- [What is being asked] Each line from the one containing "the girl's face" to the end of the listing below must be retyped exactly, with no line left out and none added.

+++ Records shown

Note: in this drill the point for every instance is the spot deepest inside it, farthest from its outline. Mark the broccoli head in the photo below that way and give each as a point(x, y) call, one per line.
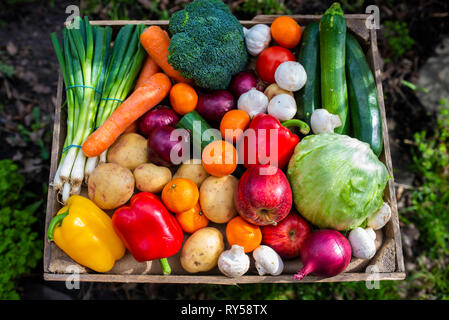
point(207, 44)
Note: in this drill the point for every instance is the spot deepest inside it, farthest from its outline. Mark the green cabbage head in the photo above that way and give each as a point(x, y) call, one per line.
point(337, 181)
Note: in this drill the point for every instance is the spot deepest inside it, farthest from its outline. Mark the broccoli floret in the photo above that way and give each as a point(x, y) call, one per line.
point(207, 44)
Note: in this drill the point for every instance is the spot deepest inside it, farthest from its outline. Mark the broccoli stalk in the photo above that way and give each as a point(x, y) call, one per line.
point(207, 44)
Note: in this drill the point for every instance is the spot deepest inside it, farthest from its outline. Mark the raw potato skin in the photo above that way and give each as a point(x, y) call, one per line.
point(130, 150)
point(192, 171)
point(151, 178)
point(217, 198)
point(110, 185)
point(202, 250)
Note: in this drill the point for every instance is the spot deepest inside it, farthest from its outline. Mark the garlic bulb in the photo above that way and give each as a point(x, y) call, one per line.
point(257, 38)
point(322, 121)
point(234, 262)
point(363, 243)
point(267, 261)
point(290, 76)
point(380, 218)
point(282, 107)
point(253, 102)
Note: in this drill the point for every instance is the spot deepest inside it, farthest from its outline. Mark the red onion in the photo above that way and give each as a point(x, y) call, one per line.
point(324, 253)
point(243, 82)
point(213, 105)
point(157, 117)
point(160, 145)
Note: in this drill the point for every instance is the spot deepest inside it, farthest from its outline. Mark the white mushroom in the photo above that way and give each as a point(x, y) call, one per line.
point(290, 76)
point(268, 261)
point(257, 38)
point(380, 218)
point(253, 102)
point(322, 121)
point(234, 262)
point(282, 107)
point(363, 243)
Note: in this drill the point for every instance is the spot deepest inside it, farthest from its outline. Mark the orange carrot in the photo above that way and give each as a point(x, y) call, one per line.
point(149, 68)
point(140, 101)
point(156, 42)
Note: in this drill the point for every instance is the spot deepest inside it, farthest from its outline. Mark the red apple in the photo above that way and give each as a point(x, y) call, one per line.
point(287, 236)
point(263, 195)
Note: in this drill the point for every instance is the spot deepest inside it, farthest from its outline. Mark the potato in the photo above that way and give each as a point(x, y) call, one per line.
point(151, 178)
point(202, 250)
point(273, 90)
point(110, 185)
point(130, 150)
point(217, 198)
point(192, 171)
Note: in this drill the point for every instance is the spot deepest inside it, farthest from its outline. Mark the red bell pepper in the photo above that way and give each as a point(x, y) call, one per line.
point(267, 141)
point(148, 230)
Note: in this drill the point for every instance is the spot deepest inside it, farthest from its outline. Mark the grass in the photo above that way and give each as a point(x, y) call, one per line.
point(398, 38)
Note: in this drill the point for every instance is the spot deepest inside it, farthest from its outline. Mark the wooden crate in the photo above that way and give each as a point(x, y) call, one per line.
point(389, 258)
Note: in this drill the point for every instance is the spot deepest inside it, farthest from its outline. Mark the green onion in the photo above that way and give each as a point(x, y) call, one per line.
point(95, 76)
point(126, 62)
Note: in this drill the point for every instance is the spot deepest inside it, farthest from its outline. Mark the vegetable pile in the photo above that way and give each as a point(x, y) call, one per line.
point(228, 146)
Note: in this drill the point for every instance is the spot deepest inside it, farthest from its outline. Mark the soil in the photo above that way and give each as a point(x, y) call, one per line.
point(25, 134)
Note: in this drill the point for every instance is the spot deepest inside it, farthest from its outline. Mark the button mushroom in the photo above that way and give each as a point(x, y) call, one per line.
point(290, 76)
point(234, 262)
point(282, 107)
point(363, 243)
point(268, 261)
point(253, 102)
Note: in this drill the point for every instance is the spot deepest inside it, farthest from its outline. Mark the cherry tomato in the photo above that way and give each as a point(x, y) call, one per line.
point(268, 61)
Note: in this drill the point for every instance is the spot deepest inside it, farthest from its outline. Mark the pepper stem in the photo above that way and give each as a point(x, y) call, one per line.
point(55, 222)
point(166, 270)
point(303, 127)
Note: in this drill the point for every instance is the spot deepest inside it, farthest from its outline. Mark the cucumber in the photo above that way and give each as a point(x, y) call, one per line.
point(196, 125)
point(308, 98)
point(362, 93)
point(334, 93)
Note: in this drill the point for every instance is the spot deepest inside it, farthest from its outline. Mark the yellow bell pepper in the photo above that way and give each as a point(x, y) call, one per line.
point(85, 233)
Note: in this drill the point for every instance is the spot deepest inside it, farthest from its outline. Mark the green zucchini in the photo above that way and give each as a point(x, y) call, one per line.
point(362, 93)
point(196, 125)
point(308, 98)
point(334, 93)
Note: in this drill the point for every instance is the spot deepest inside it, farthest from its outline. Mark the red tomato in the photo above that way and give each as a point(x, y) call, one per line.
point(270, 59)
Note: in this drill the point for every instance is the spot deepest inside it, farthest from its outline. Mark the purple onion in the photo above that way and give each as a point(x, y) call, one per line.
point(324, 253)
point(160, 145)
point(213, 105)
point(157, 117)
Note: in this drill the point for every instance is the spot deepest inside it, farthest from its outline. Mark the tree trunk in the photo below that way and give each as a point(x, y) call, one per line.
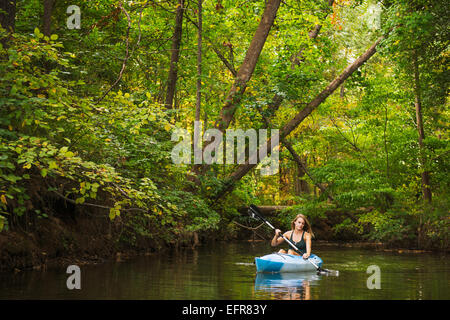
point(176, 43)
point(425, 175)
point(248, 66)
point(7, 19)
point(199, 63)
point(47, 18)
point(243, 169)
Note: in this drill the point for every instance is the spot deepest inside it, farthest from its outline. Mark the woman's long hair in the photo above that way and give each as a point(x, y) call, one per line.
point(306, 227)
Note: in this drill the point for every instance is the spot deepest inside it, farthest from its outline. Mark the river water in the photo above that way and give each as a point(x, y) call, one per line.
point(225, 271)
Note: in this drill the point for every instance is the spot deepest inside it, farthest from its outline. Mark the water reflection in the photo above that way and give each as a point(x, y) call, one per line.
point(287, 286)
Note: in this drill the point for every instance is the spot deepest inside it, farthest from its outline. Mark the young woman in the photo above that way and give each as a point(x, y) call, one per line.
point(300, 236)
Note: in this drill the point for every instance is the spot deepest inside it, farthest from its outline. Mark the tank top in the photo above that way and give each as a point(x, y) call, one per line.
point(301, 245)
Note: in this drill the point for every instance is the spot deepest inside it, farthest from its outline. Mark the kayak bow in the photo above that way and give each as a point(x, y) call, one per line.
point(280, 262)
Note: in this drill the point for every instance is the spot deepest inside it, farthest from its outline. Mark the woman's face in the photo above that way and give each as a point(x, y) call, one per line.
point(299, 223)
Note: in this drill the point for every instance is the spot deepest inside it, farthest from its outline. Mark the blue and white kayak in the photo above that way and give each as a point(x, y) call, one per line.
point(280, 262)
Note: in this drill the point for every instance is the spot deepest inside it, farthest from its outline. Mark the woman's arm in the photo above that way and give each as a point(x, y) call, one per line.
point(308, 245)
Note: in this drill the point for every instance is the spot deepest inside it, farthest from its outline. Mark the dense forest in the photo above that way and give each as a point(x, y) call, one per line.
point(92, 94)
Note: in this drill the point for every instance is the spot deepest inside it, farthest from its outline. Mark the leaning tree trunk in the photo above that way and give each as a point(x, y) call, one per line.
point(244, 74)
point(47, 18)
point(425, 175)
point(7, 17)
point(176, 43)
point(243, 169)
point(248, 66)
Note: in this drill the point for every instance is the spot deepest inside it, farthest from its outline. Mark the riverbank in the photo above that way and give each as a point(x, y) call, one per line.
point(55, 242)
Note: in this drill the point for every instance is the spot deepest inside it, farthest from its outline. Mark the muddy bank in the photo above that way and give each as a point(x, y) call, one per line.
point(58, 242)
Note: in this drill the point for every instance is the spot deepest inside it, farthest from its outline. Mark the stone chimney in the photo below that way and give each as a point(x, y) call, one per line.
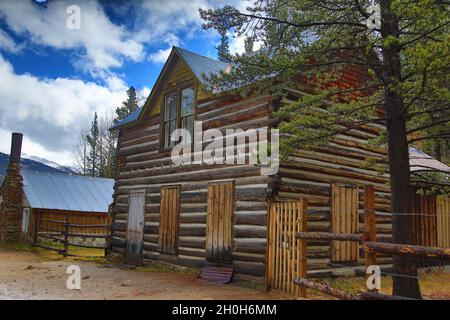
point(12, 194)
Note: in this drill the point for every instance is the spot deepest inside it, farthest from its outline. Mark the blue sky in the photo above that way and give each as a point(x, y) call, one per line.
point(54, 78)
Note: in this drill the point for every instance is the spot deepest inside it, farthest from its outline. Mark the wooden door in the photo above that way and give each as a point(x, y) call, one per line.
point(344, 219)
point(135, 229)
point(443, 222)
point(169, 219)
point(286, 254)
point(219, 224)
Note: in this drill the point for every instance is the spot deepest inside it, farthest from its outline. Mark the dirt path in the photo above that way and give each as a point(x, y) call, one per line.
point(27, 275)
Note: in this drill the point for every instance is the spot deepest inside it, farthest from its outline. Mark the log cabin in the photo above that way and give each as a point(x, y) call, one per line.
point(28, 194)
point(204, 214)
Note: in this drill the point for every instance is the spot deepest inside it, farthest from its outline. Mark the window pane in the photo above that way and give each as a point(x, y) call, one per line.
point(188, 124)
point(170, 107)
point(187, 101)
point(169, 127)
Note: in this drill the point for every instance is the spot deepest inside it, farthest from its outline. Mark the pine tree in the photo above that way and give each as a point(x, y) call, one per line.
point(403, 49)
point(94, 147)
point(248, 45)
point(128, 106)
point(223, 49)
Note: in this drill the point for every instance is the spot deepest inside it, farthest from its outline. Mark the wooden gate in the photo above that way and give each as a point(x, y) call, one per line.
point(219, 224)
point(344, 219)
point(169, 217)
point(443, 222)
point(135, 230)
point(286, 255)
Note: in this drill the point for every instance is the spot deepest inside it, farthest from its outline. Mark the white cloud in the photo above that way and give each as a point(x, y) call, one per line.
point(105, 44)
point(49, 111)
point(8, 44)
point(161, 55)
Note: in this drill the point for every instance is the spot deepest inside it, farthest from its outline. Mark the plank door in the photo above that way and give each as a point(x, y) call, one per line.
point(169, 219)
point(135, 231)
point(443, 222)
point(344, 219)
point(219, 224)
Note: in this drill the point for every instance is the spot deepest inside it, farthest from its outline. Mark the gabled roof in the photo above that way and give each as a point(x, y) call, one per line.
point(67, 192)
point(130, 118)
point(200, 66)
point(419, 160)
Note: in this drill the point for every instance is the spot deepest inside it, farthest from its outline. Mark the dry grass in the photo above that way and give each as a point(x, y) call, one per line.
point(433, 285)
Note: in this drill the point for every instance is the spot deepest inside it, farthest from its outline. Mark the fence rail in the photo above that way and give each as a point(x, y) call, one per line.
point(287, 256)
point(61, 233)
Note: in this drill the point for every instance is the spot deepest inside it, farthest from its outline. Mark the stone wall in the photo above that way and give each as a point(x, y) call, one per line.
point(11, 206)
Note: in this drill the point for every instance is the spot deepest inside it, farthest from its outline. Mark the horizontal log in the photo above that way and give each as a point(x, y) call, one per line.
point(251, 268)
point(192, 242)
point(366, 295)
point(407, 250)
point(330, 236)
point(250, 245)
point(119, 243)
point(324, 289)
point(247, 231)
point(251, 218)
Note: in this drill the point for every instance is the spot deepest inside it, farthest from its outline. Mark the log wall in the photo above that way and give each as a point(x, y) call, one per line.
point(310, 174)
point(146, 166)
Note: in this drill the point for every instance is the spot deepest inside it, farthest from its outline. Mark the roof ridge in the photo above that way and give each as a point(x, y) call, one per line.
point(198, 54)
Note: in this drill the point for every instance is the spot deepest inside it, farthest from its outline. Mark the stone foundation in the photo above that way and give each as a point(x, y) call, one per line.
point(11, 206)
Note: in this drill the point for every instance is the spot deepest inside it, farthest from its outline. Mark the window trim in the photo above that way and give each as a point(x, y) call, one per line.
point(178, 89)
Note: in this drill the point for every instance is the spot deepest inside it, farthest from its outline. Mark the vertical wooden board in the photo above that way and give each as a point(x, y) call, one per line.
point(219, 222)
point(277, 244)
point(289, 234)
point(303, 245)
point(293, 238)
point(220, 226)
point(355, 223)
point(209, 226)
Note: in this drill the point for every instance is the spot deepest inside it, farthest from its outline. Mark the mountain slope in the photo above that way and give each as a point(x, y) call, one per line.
point(32, 165)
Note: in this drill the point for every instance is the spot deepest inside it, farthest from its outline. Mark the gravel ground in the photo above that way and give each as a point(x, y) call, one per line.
point(28, 275)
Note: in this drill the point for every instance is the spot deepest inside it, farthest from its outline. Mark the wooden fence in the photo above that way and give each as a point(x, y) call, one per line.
point(286, 253)
point(59, 235)
point(287, 246)
point(443, 222)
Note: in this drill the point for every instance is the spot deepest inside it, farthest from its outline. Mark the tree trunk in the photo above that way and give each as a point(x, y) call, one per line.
point(405, 282)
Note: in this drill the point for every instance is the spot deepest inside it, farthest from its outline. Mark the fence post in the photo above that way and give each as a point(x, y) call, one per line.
point(37, 218)
point(303, 245)
point(269, 256)
point(370, 223)
point(66, 237)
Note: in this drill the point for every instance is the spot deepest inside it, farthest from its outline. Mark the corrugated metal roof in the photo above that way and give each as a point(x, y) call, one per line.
point(200, 65)
point(130, 118)
point(419, 160)
point(67, 192)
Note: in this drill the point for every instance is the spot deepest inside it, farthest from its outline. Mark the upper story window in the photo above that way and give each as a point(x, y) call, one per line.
point(178, 113)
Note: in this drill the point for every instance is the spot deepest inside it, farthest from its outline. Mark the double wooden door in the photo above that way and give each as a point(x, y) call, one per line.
point(219, 224)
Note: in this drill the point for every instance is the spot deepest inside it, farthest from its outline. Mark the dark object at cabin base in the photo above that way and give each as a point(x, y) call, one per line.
point(218, 274)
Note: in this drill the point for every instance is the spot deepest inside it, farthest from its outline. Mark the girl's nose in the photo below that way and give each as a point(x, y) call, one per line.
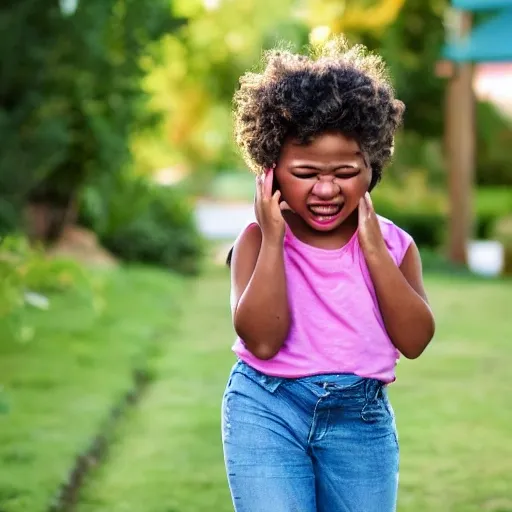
point(326, 188)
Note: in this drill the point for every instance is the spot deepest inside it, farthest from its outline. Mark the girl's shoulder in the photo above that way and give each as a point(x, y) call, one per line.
point(397, 239)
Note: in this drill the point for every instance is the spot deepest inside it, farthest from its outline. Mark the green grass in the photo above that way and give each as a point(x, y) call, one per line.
point(60, 386)
point(453, 409)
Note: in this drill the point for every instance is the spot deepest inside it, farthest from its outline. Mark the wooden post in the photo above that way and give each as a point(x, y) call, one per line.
point(460, 146)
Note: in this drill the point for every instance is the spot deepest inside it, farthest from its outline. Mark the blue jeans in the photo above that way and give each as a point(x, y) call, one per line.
point(326, 443)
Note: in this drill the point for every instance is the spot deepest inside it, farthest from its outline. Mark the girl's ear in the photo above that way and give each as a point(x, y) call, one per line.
point(375, 177)
point(229, 257)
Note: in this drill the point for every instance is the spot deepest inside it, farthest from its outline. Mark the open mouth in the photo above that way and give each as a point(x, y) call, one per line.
point(325, 213)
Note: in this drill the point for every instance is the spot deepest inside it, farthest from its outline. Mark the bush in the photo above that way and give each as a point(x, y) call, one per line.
point(142, 222)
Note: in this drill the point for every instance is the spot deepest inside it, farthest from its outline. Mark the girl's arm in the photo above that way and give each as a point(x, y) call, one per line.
point(402, 300)
point(400, 292)
point(259, 299)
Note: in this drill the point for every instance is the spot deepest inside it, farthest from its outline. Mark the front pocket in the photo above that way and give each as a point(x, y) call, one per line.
point(375, 411)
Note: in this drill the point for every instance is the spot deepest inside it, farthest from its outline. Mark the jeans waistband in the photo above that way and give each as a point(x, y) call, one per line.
point(370, 388)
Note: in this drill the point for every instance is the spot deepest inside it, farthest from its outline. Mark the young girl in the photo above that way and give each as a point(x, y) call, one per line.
point(326, 294)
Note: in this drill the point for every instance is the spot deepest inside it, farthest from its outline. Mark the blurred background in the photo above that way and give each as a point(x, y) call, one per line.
point(121, 191)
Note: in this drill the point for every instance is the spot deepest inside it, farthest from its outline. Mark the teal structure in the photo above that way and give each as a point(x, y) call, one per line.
point(489, 41)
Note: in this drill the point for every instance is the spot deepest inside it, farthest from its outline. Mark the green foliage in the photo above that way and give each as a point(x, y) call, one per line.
point(71, 93)
point(411, 46)
point(25, 274)
point(140, 221)
point(494, 140)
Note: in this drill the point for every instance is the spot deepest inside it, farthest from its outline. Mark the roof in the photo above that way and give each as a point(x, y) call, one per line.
point(490, 41)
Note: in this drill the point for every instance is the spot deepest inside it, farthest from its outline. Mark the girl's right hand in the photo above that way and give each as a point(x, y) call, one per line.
point(268, 209)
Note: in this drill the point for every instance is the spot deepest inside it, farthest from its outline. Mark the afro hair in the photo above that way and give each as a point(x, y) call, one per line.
point(336, 88)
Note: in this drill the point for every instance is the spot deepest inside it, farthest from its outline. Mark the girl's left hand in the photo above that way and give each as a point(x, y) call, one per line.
point(369, 233)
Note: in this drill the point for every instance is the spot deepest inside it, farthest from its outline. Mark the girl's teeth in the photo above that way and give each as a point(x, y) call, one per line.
point(325, 211)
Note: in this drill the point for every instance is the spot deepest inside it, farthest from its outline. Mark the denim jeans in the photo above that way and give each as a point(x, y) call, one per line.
point(326, 443)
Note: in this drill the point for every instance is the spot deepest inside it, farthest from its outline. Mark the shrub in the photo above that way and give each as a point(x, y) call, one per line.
point(26, 273)
point(142, 222)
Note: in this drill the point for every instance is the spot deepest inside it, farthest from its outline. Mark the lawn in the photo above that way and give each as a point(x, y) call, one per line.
point(453, 407)
point(58, 388)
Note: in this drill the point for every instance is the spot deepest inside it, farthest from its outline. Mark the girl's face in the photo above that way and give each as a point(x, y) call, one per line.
point(324, 180)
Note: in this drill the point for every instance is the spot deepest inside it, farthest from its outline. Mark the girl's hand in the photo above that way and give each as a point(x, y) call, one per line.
point(268, 209)
point(370, 235)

++++++

- [Exercise response]
Note: in this drill the point for every instance is the spot deepest inside it, farthest from its outline. Mark the girl's face in the photo above that way and give each as a point(x, y) call, one per line.
point(324, 180)
Note: in this drill the point for every instance is the spot deepest inside it, farthest from its outline. Mark the girl's hand in the photo above that way and give each as a point(x, y) call, one per line.
point(268, 209)
point(370, 235)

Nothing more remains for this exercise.